*WHAT IS REQUIRED*: Could you gather every line of the records below that contains the string "motors" and copy each one out? Case counts, so a different capitalization doesn't match.

*RECORDS FOR THE EXERCISE*:
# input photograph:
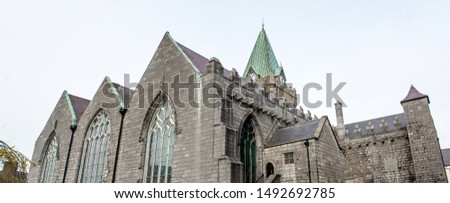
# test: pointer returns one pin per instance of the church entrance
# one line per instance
(269, 169)
(248, 151)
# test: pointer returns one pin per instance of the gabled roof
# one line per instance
(124, 92)
(414, 94)
(262, 61)
(77, 106)
(199, 61)
(446, 156)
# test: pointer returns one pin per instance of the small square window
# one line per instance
(289, 158)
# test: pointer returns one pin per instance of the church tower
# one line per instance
(423, 140)
(263, 70)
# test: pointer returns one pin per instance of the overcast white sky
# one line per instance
(378, 47)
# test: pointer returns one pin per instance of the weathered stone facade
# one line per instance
(284, 144)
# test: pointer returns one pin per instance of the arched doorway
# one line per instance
(248, 151)
(269, 169)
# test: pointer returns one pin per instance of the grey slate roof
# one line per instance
(446, 156)
(79, 105)
(124, 92)
(361, 128)
(295, 133)
(414, 94)
(198, 60)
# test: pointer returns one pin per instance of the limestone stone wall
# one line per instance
(95, 106)
(380, 158)
(59, 122)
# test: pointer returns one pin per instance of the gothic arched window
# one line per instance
(49, 161)
(248, 151)
(95, 149)
(160, 139)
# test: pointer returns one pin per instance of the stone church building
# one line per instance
(189, 119)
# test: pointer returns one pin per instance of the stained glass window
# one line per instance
(160, 139)
(49, 161)
(248, 152)
(95, 149)
(289, 158)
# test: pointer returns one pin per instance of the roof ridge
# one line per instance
(367, 120)
(78, 97)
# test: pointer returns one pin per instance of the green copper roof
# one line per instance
(263, 60)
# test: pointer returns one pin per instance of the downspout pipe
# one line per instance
(72, 128)
(122, 112)
(309, 161)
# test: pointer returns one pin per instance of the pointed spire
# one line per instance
(262, 61)
(414, 94)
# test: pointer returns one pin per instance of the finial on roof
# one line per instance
(414, 94)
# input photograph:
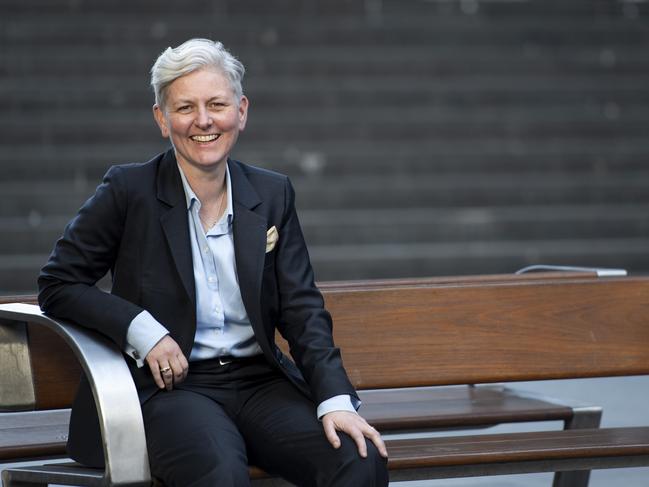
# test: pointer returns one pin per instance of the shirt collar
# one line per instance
(190, 196)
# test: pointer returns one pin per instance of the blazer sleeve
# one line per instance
(304, 322)
(82, 256)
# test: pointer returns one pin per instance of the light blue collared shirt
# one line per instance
(222, 324)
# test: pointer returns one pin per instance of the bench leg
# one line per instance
(583, 418)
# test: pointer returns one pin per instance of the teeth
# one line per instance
(204, 138)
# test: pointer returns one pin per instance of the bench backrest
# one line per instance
(412, 332)
(494, 332)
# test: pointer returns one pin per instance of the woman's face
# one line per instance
(202, 117)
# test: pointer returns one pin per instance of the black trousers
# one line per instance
(206, 431)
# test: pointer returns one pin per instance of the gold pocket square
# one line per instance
(272, 236)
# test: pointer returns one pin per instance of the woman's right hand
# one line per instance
(167, 363)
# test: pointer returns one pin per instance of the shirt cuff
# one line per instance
(343, 402)
(142, 335)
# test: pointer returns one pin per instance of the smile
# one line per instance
(204, 138)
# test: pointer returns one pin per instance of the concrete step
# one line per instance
(112, 32)
(300, 8)
(72, 29)
(85, 163)
(418, 225)
(493, 257)
(438, 60)
(18, 273)
(37, 234)
(21, 93)
(336, 128)
(20, 199)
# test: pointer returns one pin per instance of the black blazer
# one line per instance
(136, 226)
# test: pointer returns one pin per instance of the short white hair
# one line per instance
(190, 56)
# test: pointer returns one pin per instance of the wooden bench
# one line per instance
(460, 332)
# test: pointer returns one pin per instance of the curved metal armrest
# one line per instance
(118, 406)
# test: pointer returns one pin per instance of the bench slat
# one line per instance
(493, 332)
(448, 407)
(465, 451)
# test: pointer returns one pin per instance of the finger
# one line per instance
(167, 376)
(330, 432)
(184, 364)
(177, 370)
(375, 437)
(359, 439)
(157, 376)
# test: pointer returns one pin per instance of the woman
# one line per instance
(207, 260)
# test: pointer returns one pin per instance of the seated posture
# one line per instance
(208, 261)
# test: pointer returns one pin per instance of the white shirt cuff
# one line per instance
(142, 335)
(342, 402)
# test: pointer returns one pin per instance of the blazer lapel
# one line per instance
(249, 231)
(174, 220)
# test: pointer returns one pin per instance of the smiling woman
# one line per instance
(208, 262)
(203, 117)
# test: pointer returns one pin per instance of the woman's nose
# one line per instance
(203, 119)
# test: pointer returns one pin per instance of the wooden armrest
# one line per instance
(118, 406)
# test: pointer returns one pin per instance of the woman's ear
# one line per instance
(161, 120)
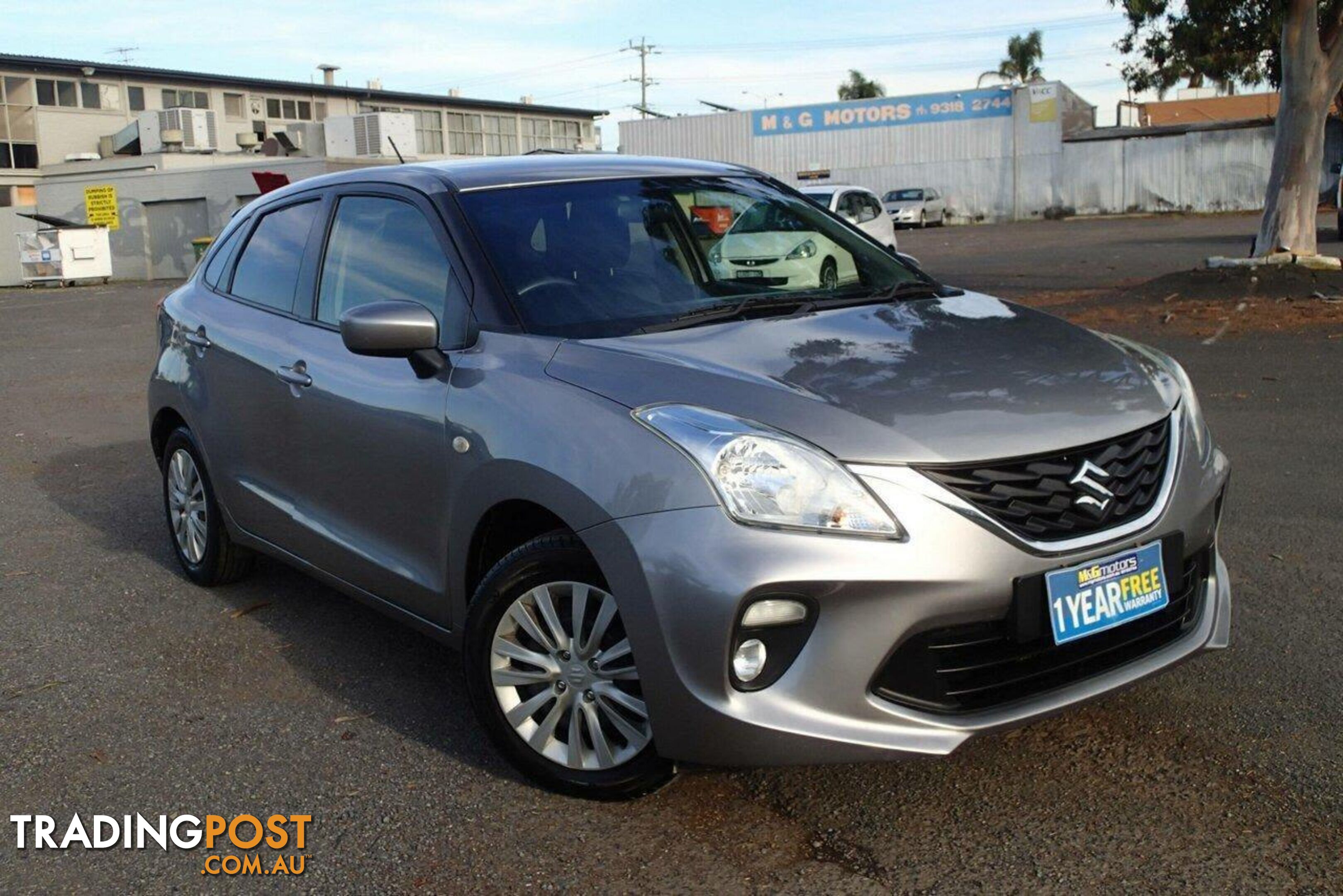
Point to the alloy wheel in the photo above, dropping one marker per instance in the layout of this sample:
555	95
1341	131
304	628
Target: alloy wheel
565	677
187	506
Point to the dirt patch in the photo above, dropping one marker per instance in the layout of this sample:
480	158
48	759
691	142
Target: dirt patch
1211	304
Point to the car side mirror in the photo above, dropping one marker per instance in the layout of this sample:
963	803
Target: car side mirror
394	330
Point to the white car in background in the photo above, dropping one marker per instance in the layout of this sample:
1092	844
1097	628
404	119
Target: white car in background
857	206
769	246
916	207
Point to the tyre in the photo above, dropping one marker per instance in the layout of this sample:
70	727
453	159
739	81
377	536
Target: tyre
195	526
553	679
829	275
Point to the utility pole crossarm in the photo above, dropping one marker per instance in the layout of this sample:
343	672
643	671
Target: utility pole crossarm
644	49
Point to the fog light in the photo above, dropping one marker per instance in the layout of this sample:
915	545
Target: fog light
748	661
774	613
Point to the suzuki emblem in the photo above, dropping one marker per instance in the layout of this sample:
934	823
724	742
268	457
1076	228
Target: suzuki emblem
1087	480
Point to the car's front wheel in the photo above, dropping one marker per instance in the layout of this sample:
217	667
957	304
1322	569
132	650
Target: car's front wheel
553	676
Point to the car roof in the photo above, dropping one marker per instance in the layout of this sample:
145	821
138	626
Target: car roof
466	175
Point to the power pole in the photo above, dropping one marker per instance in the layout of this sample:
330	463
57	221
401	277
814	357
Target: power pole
645	50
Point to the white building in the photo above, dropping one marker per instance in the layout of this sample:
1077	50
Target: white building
993	153
60	122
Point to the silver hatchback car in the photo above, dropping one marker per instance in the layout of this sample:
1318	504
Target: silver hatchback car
672	509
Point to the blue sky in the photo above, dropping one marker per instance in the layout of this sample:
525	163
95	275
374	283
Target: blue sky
568	51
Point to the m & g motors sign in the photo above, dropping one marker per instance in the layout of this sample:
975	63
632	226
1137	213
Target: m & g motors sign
884	112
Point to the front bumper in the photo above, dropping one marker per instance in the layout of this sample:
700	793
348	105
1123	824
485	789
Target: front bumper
683	577
799	273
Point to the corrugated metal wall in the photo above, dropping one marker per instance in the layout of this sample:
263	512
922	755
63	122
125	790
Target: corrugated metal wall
973	162
1199	171
970	160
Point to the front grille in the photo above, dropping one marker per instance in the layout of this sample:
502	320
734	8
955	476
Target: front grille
1041	499
980	665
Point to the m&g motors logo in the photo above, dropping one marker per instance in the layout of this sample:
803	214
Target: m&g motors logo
246	833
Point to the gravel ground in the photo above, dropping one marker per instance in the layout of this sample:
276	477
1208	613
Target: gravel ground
124	688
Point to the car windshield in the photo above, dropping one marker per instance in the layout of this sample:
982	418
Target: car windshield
612	257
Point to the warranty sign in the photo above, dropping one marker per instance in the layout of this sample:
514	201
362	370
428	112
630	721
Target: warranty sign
101	207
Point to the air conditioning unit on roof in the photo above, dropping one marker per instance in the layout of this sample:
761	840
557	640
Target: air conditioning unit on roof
371	135
197	127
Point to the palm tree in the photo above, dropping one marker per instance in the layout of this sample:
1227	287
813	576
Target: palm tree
860	88
1022	62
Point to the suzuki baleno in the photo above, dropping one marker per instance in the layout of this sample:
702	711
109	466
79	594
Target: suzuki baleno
673	502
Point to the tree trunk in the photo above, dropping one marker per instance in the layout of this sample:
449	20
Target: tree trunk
1294	183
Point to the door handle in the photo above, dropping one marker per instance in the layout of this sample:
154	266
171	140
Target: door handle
296	375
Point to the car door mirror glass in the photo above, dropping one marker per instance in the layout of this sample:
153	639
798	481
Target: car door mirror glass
389	330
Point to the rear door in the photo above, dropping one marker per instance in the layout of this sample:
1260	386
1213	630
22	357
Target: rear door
242	330
371	450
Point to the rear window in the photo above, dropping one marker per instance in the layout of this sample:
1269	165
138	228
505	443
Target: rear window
215	268
268	270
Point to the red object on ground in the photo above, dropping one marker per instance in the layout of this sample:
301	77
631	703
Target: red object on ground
269	180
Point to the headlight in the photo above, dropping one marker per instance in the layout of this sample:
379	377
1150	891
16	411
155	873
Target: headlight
1201	436
766	477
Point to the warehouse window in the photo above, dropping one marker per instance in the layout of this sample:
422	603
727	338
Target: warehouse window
464	135
268	270
536	134
95	96
57	93
429	132
567	135
500	135
186	99
18	124
289	109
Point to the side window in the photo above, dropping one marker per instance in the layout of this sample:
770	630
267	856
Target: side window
382	249
268	270
217	263
871	207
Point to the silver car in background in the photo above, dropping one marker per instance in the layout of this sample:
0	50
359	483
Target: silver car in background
667	508
915	207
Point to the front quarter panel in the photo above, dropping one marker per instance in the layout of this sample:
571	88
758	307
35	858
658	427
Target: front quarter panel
531	437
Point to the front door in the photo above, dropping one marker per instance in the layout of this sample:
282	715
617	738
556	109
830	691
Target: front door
371	450
241	334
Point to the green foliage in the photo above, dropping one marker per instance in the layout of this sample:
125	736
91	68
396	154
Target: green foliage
1219	42
860	88
1024	56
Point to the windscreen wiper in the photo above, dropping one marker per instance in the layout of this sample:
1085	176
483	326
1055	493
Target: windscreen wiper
729	311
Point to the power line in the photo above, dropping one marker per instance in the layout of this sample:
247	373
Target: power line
908	37
519	73
644	49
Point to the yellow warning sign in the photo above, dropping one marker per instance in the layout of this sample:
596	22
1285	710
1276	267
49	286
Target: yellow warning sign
101	207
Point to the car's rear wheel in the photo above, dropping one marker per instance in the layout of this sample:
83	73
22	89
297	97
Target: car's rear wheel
553	676
829	275
206	553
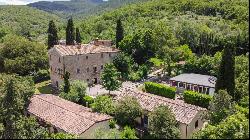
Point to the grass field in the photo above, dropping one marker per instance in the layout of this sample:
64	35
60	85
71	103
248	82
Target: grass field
43	88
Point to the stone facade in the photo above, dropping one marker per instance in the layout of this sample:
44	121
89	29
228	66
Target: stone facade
83	62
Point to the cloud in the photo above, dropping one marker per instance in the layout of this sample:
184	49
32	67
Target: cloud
23	2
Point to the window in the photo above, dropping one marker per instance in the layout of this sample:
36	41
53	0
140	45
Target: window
95	69
196	124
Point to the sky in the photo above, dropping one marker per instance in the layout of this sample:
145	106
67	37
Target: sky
22	2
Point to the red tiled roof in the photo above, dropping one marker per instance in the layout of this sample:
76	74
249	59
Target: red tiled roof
184	112
63	114
83	49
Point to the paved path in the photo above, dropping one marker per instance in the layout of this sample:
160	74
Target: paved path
99	90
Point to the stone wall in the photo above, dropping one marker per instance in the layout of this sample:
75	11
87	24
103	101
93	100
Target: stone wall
87	67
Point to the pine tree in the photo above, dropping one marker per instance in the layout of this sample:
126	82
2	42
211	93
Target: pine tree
66	87
78	36
52	35
119	32
226	75
70	36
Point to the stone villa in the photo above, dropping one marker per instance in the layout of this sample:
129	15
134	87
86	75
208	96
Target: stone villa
82	61
189	117
60	115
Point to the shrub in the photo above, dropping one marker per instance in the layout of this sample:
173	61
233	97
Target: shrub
160	89
196	98
127	110
41	75
88	99
112	123
128	133
103	104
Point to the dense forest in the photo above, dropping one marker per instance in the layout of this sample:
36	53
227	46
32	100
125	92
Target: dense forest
201	25
152	34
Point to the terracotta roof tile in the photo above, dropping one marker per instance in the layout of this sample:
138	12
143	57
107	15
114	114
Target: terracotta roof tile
184	112
82	49
63	114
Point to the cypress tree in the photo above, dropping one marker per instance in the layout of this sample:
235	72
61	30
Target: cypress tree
66	87
78	36
226	75
52	35
119	32
70	36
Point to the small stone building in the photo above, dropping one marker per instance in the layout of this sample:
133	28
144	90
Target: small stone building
195	82
189	117
82	61
65	116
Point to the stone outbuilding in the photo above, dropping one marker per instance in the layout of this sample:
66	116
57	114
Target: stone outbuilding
65	116
83	61
189	117
195	82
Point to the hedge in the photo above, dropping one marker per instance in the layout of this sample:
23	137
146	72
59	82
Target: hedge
196	98
160	89
88	99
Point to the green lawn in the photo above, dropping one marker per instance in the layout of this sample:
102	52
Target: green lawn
43	88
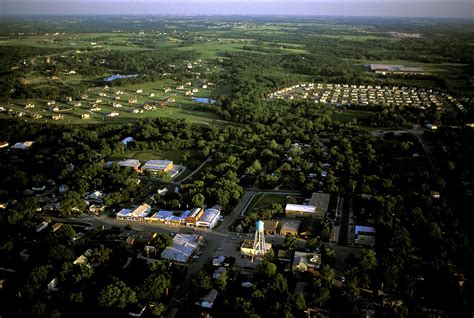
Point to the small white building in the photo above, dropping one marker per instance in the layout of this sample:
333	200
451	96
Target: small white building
208	301
209	219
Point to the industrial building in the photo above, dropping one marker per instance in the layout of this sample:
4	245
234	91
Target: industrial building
194	216
157	166
183	247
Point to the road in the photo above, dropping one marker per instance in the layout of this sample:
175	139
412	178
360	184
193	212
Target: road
212	238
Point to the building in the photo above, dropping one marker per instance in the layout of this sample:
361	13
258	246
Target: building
290	227
127	140
321	202
400	69
123	214
183	247
364	235
303	261
23	145
270	227
209	218
298	210
208	301
247	248
156	166
194	216
219	272
131	163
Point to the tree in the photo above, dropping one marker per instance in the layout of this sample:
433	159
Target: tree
116	295
153	287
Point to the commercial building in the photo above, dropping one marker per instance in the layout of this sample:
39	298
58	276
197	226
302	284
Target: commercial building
156	166
385	68
270	227
321	202
137	214
183	247
298	210
168	217
194	216
290	227
23	145
209	218
247	248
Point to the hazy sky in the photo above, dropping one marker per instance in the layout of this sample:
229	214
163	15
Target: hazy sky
385	8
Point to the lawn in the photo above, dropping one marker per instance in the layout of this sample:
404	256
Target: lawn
263	200
173	155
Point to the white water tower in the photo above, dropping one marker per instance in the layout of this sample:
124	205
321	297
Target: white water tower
259	242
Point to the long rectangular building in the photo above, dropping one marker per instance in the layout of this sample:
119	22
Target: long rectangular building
156	166
299	210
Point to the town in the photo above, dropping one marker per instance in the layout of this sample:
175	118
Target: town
243	166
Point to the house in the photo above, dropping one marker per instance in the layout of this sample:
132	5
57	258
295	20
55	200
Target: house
298	210
364	235
290	227
96	209
219	272
303	261
23	145
127	140
208	301
155	166
321	202
131	163
218	261
270	227
183	247
209	218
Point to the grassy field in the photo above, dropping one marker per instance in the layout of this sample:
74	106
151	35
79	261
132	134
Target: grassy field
173	155
262	200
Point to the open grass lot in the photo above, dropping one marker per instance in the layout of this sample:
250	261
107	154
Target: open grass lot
263	200
212	42
173	155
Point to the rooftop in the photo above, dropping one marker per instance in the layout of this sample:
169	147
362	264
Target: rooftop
300	208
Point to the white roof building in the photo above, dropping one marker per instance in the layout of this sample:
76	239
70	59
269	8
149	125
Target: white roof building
23	145
125	141
183	247
209	218
208	301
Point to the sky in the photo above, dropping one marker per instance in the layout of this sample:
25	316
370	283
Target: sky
380	8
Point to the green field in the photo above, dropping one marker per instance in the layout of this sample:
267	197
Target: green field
263	200
173	155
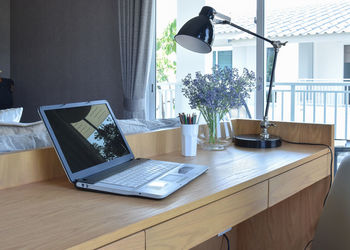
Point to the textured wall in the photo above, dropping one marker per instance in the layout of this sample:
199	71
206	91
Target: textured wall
5	38
64	51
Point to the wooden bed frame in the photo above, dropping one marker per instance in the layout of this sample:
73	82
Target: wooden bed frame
25	167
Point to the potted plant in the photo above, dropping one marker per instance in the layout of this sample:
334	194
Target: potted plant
215	94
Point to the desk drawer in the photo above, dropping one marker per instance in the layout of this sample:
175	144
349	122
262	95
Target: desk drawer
295	180
133	242
192	228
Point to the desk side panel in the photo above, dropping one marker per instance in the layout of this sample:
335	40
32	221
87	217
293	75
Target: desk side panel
133	242
295	180
199	225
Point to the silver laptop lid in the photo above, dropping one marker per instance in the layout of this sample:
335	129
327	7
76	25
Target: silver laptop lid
86	136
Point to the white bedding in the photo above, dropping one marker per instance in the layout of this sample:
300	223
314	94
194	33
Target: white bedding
26	136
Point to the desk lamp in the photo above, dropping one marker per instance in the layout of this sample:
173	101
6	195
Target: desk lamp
198	35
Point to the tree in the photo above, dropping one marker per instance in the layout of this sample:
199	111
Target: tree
165	48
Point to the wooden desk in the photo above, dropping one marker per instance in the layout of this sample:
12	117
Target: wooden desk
242	188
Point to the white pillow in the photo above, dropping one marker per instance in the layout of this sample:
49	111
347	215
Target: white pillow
11	115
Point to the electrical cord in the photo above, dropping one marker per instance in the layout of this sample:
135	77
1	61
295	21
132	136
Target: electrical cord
308	244
331	151
330	183
227	240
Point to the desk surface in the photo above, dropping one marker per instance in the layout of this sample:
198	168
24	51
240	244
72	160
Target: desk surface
53	214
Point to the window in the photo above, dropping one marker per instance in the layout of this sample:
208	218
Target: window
310	78
174	63
222	58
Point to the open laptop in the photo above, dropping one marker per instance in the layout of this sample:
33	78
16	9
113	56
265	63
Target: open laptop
96	156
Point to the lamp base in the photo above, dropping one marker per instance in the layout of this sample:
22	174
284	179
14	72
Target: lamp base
255	141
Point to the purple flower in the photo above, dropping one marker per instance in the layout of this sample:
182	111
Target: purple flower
220	91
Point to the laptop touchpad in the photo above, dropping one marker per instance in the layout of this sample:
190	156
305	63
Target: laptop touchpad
171	178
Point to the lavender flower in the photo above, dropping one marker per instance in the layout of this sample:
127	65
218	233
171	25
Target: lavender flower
218	92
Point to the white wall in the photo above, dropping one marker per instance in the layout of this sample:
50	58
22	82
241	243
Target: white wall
287	63
328	60
186	61
244	57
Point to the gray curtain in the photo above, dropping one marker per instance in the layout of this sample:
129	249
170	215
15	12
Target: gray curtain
135	31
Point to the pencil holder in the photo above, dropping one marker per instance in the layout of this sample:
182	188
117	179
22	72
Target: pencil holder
189	139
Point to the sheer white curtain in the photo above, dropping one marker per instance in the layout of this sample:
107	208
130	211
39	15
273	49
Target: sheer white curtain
135	31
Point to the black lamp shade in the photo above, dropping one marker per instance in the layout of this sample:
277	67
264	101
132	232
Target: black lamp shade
197	34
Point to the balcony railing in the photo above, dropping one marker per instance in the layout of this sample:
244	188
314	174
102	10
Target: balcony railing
165	100
314	101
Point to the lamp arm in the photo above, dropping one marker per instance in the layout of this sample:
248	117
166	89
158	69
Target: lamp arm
245	30
272	77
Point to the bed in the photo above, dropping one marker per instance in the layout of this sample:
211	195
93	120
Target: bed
16	136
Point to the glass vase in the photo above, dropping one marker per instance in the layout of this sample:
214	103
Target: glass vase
212	140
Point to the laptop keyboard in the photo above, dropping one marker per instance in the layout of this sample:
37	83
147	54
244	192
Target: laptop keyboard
140	174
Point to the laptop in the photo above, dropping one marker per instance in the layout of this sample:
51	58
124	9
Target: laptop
96	156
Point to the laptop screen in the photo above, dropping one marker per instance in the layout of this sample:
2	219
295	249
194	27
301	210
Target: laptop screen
87	135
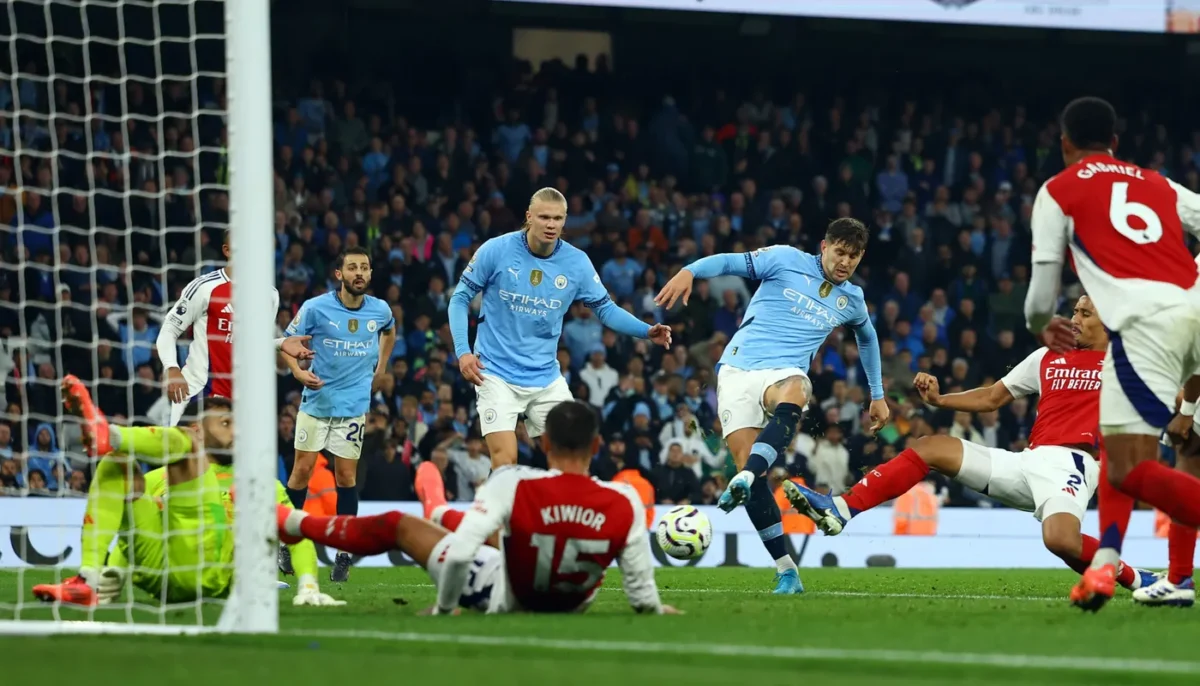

*THE ANSWER*:
Point to the m & g motors sign in the photo above, dropping one marker per instance in the layout of this sample:
Target: m & g motors sign
Point to the m&g motors logo in the photo above, dropping one marker per instance in the layout of this sample:
Target: m&g motors logo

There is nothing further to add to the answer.